Can you copy every one of the lines below word for word, leaving the pictures out?

:: Data for processing ::
== == ==

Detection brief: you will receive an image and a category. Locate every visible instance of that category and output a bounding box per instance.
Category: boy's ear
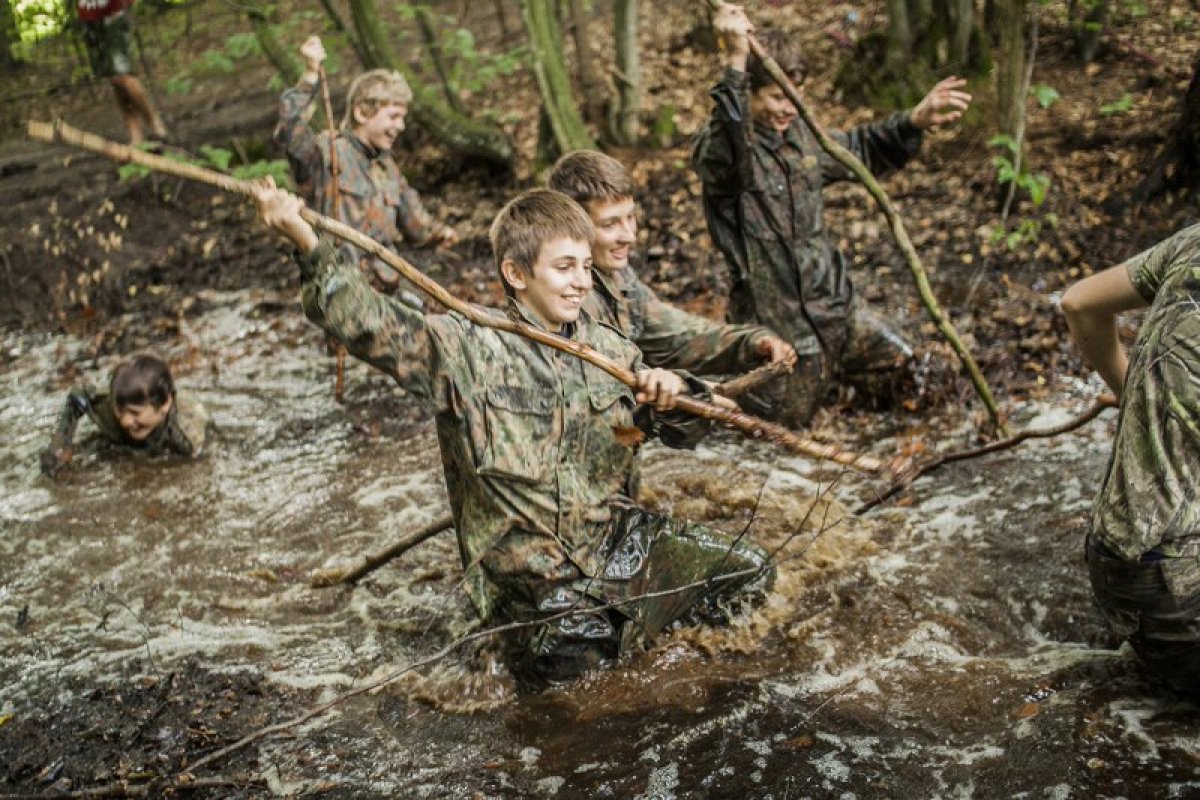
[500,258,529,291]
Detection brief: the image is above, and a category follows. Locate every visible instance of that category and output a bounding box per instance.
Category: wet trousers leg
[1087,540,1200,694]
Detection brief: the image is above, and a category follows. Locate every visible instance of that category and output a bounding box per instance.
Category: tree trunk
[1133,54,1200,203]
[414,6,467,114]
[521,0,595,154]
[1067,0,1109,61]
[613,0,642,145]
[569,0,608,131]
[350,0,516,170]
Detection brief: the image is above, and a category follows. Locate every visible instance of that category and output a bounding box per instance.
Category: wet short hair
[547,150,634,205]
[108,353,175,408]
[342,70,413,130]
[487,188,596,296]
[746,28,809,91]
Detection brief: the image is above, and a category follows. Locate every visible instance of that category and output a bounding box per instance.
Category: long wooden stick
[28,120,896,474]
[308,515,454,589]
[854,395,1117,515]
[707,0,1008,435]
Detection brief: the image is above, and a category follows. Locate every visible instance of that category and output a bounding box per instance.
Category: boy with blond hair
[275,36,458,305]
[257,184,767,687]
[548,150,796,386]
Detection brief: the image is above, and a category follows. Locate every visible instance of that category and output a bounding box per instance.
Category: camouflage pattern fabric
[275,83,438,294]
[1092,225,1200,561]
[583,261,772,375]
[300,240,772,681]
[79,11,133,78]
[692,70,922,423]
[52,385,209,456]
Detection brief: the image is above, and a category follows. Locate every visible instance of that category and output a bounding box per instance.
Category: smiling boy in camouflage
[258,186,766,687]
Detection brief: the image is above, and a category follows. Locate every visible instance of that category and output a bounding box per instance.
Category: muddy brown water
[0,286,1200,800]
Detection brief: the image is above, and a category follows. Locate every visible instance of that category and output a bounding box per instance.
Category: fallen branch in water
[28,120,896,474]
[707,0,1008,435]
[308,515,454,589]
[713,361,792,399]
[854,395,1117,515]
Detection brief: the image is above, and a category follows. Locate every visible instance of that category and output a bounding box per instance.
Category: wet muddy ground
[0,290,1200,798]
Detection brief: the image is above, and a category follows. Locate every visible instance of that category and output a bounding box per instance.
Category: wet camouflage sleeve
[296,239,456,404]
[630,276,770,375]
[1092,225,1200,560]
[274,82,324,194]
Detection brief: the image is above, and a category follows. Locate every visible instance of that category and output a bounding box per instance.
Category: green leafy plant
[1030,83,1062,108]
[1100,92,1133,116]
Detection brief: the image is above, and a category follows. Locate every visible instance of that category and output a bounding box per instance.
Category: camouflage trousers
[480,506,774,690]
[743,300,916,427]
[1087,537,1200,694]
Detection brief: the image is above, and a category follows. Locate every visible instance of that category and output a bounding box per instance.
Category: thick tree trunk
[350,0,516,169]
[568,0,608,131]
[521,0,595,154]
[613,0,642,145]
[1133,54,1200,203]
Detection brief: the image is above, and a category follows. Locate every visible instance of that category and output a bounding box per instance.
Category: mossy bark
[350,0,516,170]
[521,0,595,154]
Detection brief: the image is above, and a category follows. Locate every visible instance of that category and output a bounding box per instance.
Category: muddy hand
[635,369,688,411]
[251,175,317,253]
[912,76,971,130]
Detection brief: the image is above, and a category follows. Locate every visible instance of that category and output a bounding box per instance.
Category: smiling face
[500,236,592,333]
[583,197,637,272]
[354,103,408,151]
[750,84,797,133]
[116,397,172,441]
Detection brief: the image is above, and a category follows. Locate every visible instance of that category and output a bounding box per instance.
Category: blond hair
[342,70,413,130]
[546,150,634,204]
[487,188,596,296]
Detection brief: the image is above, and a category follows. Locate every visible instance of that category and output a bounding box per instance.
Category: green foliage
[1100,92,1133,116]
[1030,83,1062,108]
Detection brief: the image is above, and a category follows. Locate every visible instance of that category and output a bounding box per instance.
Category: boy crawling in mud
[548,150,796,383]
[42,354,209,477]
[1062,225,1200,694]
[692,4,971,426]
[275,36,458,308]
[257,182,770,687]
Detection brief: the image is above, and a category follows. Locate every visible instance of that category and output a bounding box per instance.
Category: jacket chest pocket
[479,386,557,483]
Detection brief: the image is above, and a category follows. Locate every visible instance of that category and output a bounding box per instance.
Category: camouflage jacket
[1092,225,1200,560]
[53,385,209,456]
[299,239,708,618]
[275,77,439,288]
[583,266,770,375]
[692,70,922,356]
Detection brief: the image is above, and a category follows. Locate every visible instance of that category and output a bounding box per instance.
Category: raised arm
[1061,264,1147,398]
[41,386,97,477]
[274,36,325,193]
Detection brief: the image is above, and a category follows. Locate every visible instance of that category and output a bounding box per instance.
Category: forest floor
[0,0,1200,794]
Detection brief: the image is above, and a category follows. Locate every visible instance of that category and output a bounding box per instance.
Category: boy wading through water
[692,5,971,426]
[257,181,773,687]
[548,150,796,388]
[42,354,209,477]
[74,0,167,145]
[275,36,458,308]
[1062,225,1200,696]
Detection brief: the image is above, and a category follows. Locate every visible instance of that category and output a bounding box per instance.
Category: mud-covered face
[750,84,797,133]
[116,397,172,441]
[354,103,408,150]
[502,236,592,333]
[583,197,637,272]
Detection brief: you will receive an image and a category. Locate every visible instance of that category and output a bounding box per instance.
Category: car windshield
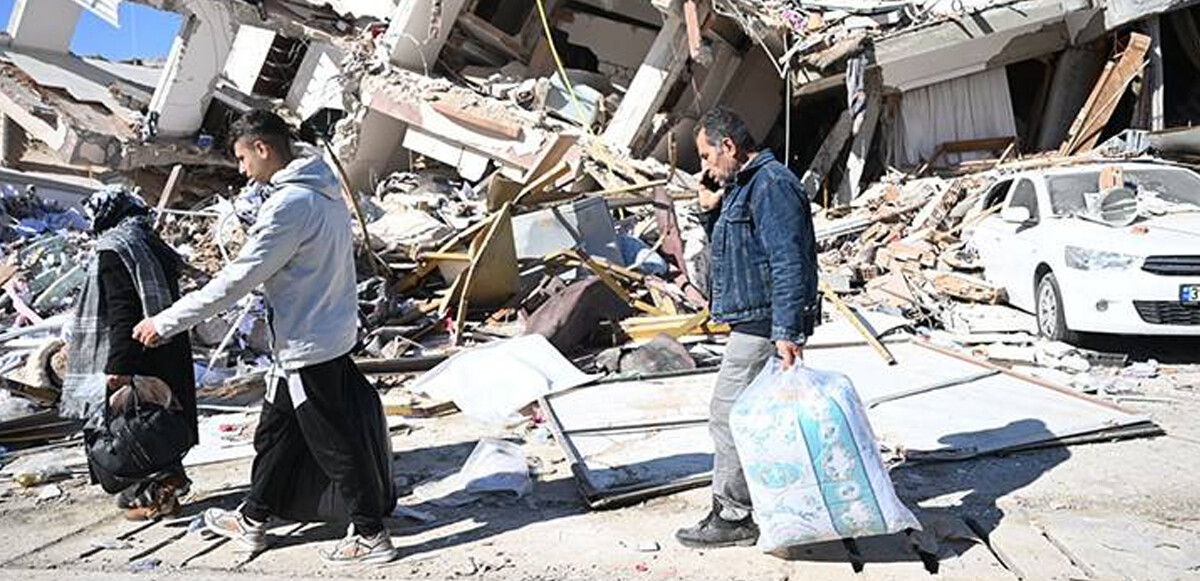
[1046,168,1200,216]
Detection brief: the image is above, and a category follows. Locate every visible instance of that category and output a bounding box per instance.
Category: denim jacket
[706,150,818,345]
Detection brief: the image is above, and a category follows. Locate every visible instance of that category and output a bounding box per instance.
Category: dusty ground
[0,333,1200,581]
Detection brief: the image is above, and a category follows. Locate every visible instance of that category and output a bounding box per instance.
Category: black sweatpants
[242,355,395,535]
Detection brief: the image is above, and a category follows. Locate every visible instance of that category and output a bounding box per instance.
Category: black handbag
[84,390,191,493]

== == ==

:: Task answer ::
Detection brief: you will receive an image and a category. Locate every visible instance of that category and output a bounding box per instance.
Category: boy's ear
[500,258,529,291]
Detection brief: the image is above, and a category follows. Locate every visible instance of that category and output a bounding box per instance.
Category: wet trousers leg
[1087,540,1200,694]
Detection brief: the image is above, and a category follows. Locate every visible instance of that category and output a bounding box per instance.
Category: tree trunk
[1133,54,1200,203]
[414,6,467,114]
[521,0,595,154]
[1067,0,1109,61]
[613,0,642,145]
[569,0,608,131]
[350,0,516,170]
Detection brief: the image is above, and a category follows. Locate every visible instance of that category and output a bounding box per instance.
Category: wet short hair
[547,150,634,205]
[108,353,175,408]
[342,70,413,130]
[487,188,596,296]
[746,28,809,91]
Detection brief: the image is above, and a category follows. Locate every visible instance of that category and output a bounding box per instance.
Category: long wooden stick
[28,120,896,474]
[308,515,454,589]
[854,395,1117,515]
[707,0,1008,435]
Detection brief: the image is above, and a category follows. Locate every visible instance of that category and output a bounding box per instance.
Category: boy with blond hair
[275,36,458,305]
[257,184,767,687]
[548,150,796,386]
Detection brief: the image is above, and a category follows. Locate every visible instance of that category and output a bounding box per instance.
Category: camouflage pattern fabric
[275,83,438,294]
[1092,225,1200,561]
[583,261,772,375]
[300,240,772,681]
[79,11,133,78]
[692,70,922,423]
[52,385,209,456]
Detection brief: the image is above, and a category follows. Locate every visible instance of that category and output a bounding box per instance.
Category: smiling boy in camouflage
[258,186,766,687]
Detection brief: the image is above, and a category follows. Locate every visible instance of that category and output a bounding box per instance.
Category: muddy brown water
[0,286,1200,800]
Detection brief: the image is above, and a category follows. Locate every visible instance of that category and output a bounding box per instance.
Category: fallen branch in water
[28,120,896,474]
[707,0,1008,435]
[308,515,454,589]
[713,361,792,399]
[854,395,1117,515]
Detection brief: the image is above, and a category follows. Locate every visible instance of that category and output a bounding box per instance.
Category: wet muddy ground
[0,290,1200,798]
Detection brief: the image is above, and a category follows. Locate every visible instance of that category and output a bounding box per instance.
Category: wet camouflage sleeve
[296,239,456,404]
[630,276,770,375]
[1092,225,1200,560]
[274,82,324,194]
Detection brief: the image is above, and a category follows. Locate every visible instance of that category and output a bounding box per instance.
Category: green leafy plant
[1030,83,1062,108]
[1100,92,1133,116]
Detection brief: the image is above, and a category follows. Locate every visible instance of that category and output a bounding box per instance.
Category: camouflage trousers
[480,506,774,690]
[743,300,916,427]
[1087,537,1200,694]
Detection brief: the image is above, and a category follows. Locate every visible instance of that category and output a bounding box per instance.
Category: thick tree trunk
[350,0,516,169]
[568,0,608,131]
[521,0,595,154]
[613,0,642,145]
[1133,54,1200,203]
Detection brief: the image is above, and a category follows. Locate every visible instance of that category and output a bounding box per instance.
Category: mossy bark
[350,0,516,170]
[521,0,595,154]
Detection brief: the image is above, and a category follows. Locate every visible instance of that category and output a bounding box per instance.
Category: muddy hand
[635,369,688,411]
[251,175,317,253]
[912,76,971,130]
Detection brief: the image is above, and a category follows. Locate every visible instance of that category and output a bounding box per instance.
Category: smiling face
[500,236,592,333]
[583,197,637,272]
[354,103,408,151]
[750,84,797,133]
[116,397,172,441]
Detection brief: the image is above, and a category follows. Locate every visible instance of that category and output a bounding box per instance.
Category: blond hair
[342,70,413,130]
[546,150,634,204]
[487,188,596,296]
Detection brief: the image is above, and a category follows. Locate every visible instance of that category and output a bounding box per instance.
Category: green foliage
[1100,92,1133,116]
[1030,83,1062,108]
Detection brief: the image is above, and a category follows. Locate every visible instance of that category and output a bounding box per instance.
Category: boy crawling in mud
[548,150,796,383]
[42,354,209,477]
[1062,225,1200,694]
[692,4,971,426]
[275,36,458,308]
[257,182,770,687]
Detection brief: the image is above, and a category follows. Locate every visible instance of that category and output a bounding box per instance.
Category: jacket chest pocket
[479,386,557,483]
Detection brief: the image is above, and a category follows. Locate every visible instance of that category and output a bounding box per instance.
Category: camouflage jacket
[1092,225,1200,560]
[53,385,209,456]
[299,239,708,618]
[275,77,439,288]
[583,266,770,375]
[692,70,922,356]
Detection brief: the image is above, and a category follows. Locate every visible instance of that category and output a bounding box per instance.
Category: raised arm
[1061,264,1147,398]
[41,386,97,477]
[274,36,325,193]
Detection brief: the image is above, and a category follows. Locate every visible instance of that category and output a bounding box per instance.
Category: forest floor
[0,0,1200,794]
Detection brief: the image is above, and a category follows. Locate every visible instance of that category and output a bounding box per instance.
Category: boy wading through water
[692,5,971,426]
[257,181,773,687]
[548,150,796,388]
[42,354,209,477]
[74,0,167,145]
[275,36,458,308]
[1062,225,1200,696]
Detection brief: the image is above, and a category follows. Locate every visible instance of that category and output a bounding box per instance.
Category: mud-covered face
[750,84,797,133]
[116,397,172,441]
[354,103,408,150]
[502,236,592,333]
[583,197,637,272]
Detection brief: you will receive an image and a category. Locate every visible instance of that category and output a bounding box per instance.
Category: car windshield
[1046,168,1200,216]
Detection brief: the image is above, and a category follows. Locate every visible instance of that category and output a bounding box per instance.
Category: denim jacket
[706,150,818,345]
Detection brief: the image is above, and a category follows. Locate every visible instance of that category and output a bounding box per instance.
Category: dusty ground
[0,333,1200,581]
Detection brief: the image is above, and a category follows. Locate every visible instance of that category and output a bounding box per instance.
Category: black sweatpants
[242,355,395,535]
Detection brief: the image is above, and a category follows. Locate every visible instance of that category and output a bounding box per instance.
Category: black handbag
[84,390,191,493]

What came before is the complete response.